Les Aînées pour la protection du climat ont fait parler d’elles en mars dernier: les journalistes ont en effet été nombreux à raconter le déplacement de ces femmes jusqu’à la Cour européenne des droits de l’homme (CourEDH), à Strasbourg. L’affaire a même attiré l’attention de l’Australie et des Émirats arabes unis.
Fondée en 2016, l’association des Aînées pour la protection du climat compte plus de 2000 membres dans toute la Suisse. Seules les femmes ayant atteint l’âge de la retraite peuvent en faire partie. Elles exigent que la Suisse prenne les mesures de protection du climat nécessaires pour limiter le réchauffement climatique à 1,5 degré conformément à l’Accord de Paris de 2015.

Items présentés ->
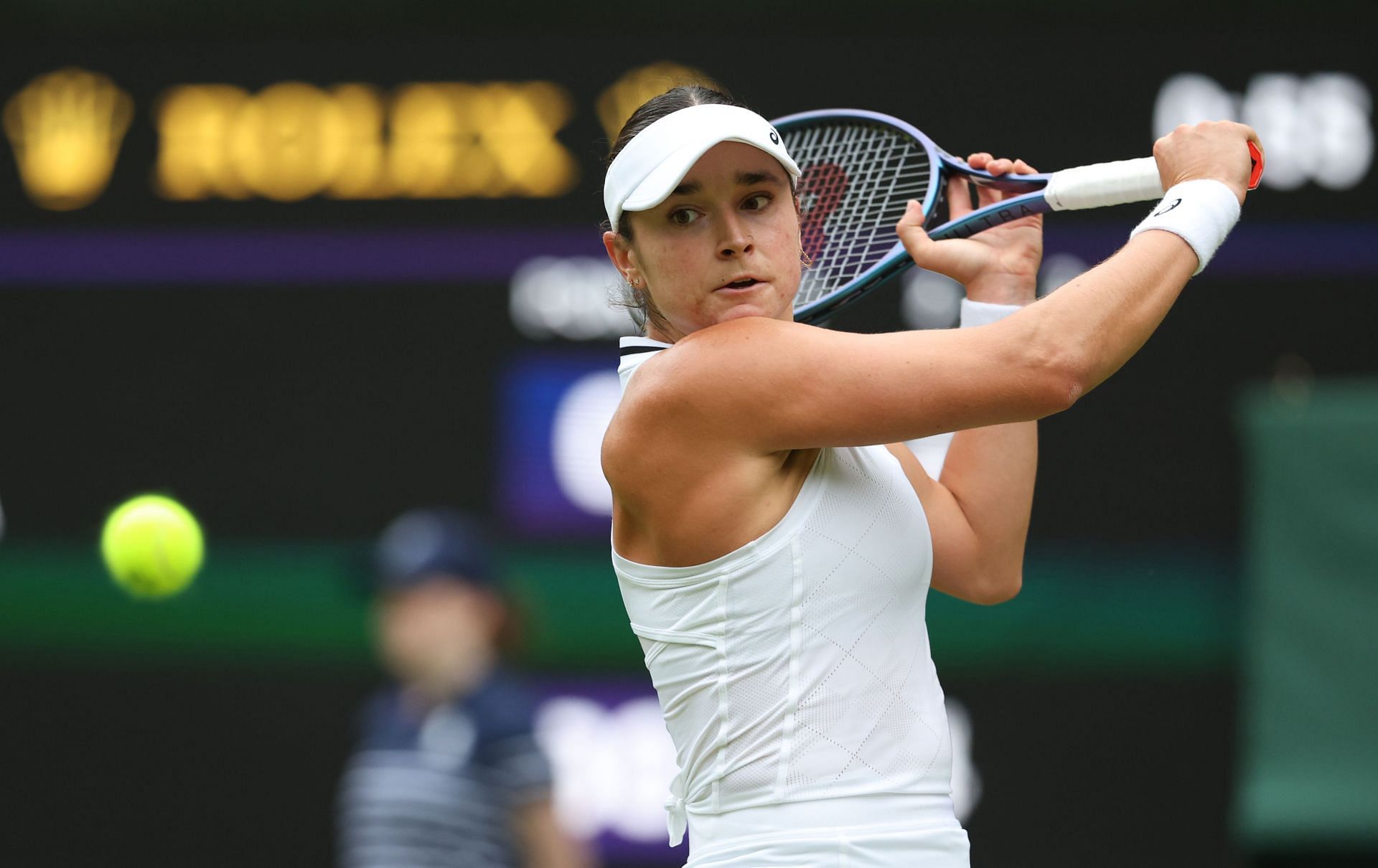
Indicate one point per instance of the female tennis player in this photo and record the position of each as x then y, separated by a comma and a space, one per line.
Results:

---

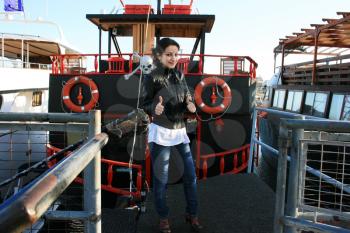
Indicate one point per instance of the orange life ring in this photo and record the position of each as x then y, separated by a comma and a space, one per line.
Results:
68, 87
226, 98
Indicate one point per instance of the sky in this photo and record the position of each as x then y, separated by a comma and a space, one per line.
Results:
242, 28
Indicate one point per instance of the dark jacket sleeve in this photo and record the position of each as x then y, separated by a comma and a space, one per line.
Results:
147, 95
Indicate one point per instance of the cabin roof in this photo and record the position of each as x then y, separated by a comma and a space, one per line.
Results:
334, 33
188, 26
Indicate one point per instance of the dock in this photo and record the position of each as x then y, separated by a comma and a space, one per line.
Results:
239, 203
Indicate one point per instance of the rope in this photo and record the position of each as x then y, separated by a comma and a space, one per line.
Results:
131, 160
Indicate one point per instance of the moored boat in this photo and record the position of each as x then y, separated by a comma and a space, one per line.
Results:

==

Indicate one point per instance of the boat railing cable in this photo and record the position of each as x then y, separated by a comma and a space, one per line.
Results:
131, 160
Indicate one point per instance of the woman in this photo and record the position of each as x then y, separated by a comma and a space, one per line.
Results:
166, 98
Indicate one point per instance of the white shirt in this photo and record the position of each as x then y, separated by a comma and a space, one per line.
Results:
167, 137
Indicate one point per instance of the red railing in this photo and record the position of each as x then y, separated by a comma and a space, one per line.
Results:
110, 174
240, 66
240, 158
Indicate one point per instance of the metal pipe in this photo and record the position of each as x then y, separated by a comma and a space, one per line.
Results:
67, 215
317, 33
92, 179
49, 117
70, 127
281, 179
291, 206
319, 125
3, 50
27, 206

Consigne A -> Dans le texte sur les Aînées pour la protection du climat, combien de membres compte l'association ?
Consigne B -> Résumez en deux phrases le texte sur les Aînées pour la protection du climat.
Les items n'interviennent pas dans ce travail.

Corrigé A -> Plus de 2000 membres dans toute la Suisse.

Corrigé B -> En mars dernier, de nombreux journalistes ont relaté le déplacement des Aînées pour la protection du climat jusqu'à la Cour européenne des droits de l'homme, à Strasbourg. Fondée en 2016 et réunissant plus de 2000 femmes ayant atteint l'âge de la retraite, cette association exige que la Suisse prenne les mesures nécessaires pour limiter le réchauffement climatique à 1,5 degré, conformément à l'Accord de Paris.